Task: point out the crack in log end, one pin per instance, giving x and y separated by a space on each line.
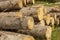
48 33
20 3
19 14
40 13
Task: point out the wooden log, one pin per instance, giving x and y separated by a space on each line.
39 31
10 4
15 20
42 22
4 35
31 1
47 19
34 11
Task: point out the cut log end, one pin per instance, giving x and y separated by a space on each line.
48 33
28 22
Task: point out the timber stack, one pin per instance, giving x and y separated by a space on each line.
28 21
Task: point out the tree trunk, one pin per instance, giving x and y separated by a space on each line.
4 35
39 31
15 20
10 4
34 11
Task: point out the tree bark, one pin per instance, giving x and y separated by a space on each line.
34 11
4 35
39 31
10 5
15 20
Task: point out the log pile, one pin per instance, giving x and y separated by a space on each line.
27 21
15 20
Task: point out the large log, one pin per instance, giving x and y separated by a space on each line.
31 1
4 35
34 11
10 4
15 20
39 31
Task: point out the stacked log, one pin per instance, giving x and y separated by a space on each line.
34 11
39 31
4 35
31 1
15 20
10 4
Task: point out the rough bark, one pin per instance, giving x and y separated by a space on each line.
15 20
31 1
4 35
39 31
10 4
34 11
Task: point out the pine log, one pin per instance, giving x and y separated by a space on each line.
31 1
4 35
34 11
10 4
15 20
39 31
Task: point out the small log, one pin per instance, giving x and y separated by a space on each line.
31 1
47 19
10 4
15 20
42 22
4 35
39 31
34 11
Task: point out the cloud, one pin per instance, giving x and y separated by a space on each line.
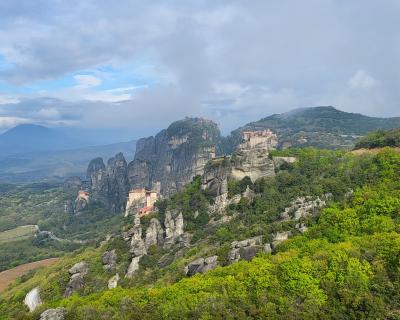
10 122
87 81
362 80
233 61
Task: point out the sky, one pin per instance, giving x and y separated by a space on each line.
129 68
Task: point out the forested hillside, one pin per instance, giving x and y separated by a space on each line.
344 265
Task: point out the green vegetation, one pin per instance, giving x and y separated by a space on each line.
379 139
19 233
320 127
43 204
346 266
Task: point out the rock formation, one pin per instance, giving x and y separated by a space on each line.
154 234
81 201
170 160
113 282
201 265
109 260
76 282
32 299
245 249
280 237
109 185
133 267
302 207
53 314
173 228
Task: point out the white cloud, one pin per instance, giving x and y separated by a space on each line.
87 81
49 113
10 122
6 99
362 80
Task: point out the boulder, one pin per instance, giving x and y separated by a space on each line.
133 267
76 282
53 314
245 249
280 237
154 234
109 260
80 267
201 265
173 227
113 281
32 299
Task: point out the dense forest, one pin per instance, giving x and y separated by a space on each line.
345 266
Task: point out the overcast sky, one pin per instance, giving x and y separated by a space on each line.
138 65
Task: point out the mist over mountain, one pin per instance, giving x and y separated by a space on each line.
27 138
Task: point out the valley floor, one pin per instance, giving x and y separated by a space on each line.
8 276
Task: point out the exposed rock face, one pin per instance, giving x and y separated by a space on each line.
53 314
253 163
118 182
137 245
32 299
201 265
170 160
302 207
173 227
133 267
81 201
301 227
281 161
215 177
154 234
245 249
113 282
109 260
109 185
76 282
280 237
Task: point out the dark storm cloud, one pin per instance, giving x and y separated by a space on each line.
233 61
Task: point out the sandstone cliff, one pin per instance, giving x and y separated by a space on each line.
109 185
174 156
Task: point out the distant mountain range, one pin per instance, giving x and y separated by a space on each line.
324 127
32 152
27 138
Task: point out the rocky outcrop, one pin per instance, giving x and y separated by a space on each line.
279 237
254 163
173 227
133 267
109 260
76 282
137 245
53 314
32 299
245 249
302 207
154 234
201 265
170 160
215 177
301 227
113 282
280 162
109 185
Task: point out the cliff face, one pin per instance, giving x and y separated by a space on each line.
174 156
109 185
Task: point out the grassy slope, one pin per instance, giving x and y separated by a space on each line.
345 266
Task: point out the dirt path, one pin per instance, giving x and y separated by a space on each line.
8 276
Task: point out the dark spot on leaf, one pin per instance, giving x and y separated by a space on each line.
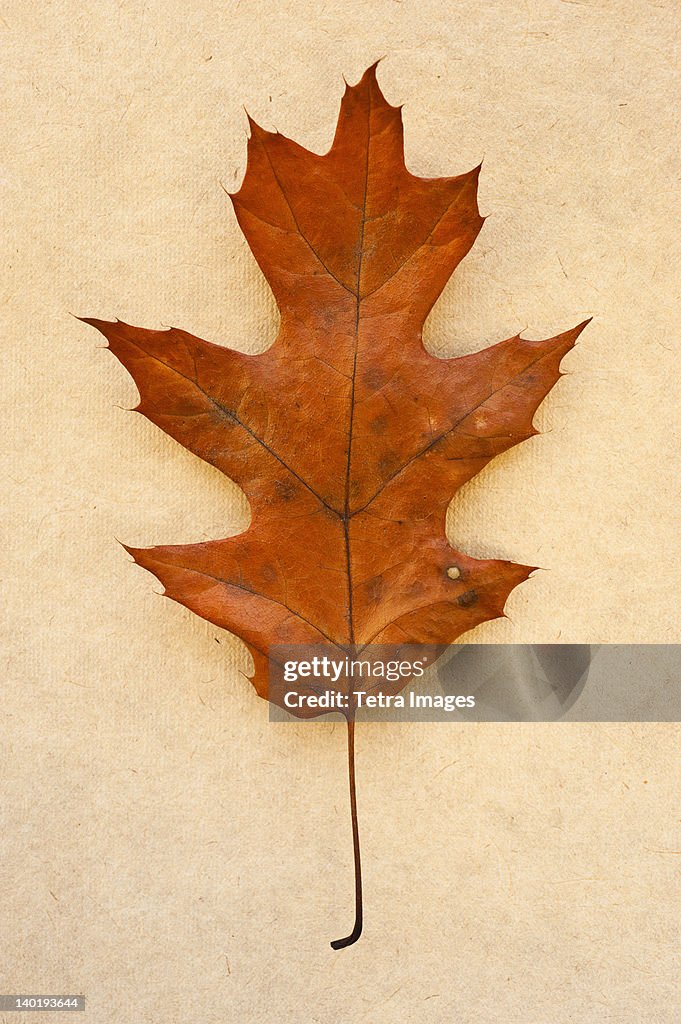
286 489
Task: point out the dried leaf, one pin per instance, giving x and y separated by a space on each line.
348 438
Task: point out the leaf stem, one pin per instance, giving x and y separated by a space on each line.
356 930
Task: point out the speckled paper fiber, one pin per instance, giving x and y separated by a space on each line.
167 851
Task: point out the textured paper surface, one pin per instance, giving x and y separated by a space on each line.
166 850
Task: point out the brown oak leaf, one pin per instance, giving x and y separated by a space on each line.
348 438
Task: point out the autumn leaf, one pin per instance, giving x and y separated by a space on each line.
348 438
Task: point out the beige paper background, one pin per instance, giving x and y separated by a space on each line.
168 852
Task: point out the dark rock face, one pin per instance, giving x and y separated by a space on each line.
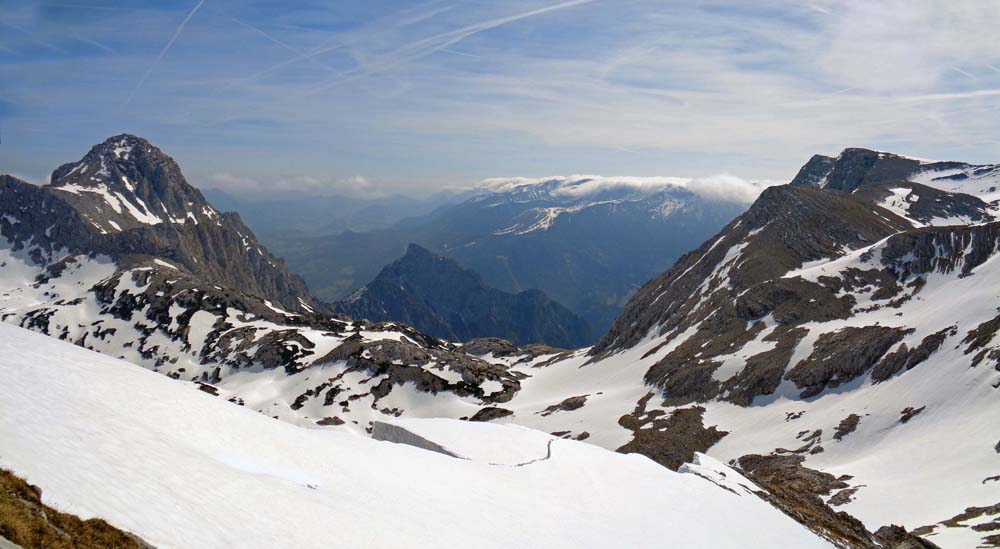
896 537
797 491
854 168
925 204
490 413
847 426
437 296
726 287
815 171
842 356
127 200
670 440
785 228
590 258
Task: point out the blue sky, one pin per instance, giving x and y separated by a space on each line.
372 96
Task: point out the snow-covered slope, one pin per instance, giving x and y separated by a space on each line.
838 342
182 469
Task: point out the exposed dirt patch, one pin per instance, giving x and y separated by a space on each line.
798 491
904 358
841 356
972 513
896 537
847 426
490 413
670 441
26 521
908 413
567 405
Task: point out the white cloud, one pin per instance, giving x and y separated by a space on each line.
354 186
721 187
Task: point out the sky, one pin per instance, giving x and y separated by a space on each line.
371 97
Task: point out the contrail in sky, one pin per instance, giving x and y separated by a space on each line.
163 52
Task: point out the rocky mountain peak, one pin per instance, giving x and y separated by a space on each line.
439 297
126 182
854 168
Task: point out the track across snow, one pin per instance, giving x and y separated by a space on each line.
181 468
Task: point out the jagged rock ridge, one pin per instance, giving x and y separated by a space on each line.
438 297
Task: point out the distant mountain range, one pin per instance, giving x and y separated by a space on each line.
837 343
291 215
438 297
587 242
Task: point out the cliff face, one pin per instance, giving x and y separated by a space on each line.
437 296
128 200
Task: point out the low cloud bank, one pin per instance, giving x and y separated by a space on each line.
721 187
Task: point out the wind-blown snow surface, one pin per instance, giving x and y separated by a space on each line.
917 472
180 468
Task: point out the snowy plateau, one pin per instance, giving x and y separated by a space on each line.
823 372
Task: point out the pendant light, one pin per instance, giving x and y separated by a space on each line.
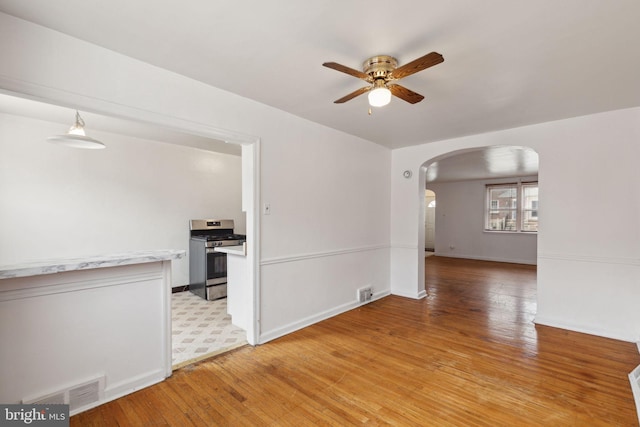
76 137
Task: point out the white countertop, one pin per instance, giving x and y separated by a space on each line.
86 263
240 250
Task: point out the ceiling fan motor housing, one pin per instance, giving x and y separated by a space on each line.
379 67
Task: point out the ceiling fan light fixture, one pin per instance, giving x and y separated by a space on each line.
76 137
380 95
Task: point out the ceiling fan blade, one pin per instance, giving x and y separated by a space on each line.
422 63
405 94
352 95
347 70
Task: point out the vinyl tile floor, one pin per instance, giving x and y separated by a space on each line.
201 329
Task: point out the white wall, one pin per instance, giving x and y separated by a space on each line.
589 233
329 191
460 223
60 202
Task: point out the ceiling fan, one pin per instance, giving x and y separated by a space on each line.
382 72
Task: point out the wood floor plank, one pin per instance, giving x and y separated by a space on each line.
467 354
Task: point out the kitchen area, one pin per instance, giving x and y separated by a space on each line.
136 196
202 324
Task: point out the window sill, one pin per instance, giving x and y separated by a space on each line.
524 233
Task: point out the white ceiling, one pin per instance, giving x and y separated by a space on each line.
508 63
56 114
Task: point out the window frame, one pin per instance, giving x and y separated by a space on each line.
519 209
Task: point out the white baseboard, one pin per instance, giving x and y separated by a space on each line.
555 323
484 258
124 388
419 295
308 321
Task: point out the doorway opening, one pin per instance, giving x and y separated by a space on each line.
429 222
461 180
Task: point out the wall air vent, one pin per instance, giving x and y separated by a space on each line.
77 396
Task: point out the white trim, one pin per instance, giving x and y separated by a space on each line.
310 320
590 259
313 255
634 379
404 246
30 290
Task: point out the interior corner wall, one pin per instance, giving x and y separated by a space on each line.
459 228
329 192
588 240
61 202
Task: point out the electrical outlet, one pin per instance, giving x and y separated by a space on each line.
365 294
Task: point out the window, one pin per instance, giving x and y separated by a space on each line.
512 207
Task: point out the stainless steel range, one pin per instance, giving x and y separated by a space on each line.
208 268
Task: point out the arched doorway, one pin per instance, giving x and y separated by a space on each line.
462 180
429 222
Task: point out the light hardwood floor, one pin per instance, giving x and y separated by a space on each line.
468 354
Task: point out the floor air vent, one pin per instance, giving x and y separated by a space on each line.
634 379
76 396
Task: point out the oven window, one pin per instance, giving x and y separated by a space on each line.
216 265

WRITTEN REQUEST: Only the lines from the one that contains "Task: point out the window frame, one" to the end of the data should be output, exactly as they appear.

SOLUTION TO THIS TASK:
Task: point out the window frame, one pin per instance, giving x and y separated by a space on each line.
519 209
Task: point out the white baseboard, one pin per instance, giving x and y separated by a space on each line.
555 323
484 258
124 388
419 295
308 321
Task: point out the doorway opening, one pin per instance, giving x and y separated by a space on each line.
429 222
461 180
Task: point out the wall air vent, one pin per instance, giving x and y separated by a space on each line.
77 396
Task: point out the white trim, one pin per instance, giving x and y separated by a space on each line.
310 320
590 259
313 255
634 379
404 246
30 290
Task: point out the interior corner wall, one pin per instance, giving x and y separated by a space on each line.
459 228
329 192
588 240
61 202
Task: point out the electrical outlet, one pin per instance, giving x and y separated by a space on each line.
365 294
Task: point out the window, one pin per instance, giving x and y separated by a space on each line.
512 207
Task: point out the stainless steel range, one pin per instance, giving x and y separated by a space on each line.
208 268
Task: point out the arched doorway, one pin per instance, giving x and y separated by a space on each line.
462 180
429 222
Task: point out the light hardwood floor, one pin per instance, giving x and y separated by a space on each line.
468 354
Task: point out the floor air vent, one pin per instance, giving x and y separated by a space on each line.
634 379
76 396
Task: point out the oven window, one pin per instance, giving x and y separated by a space on each line.
216 265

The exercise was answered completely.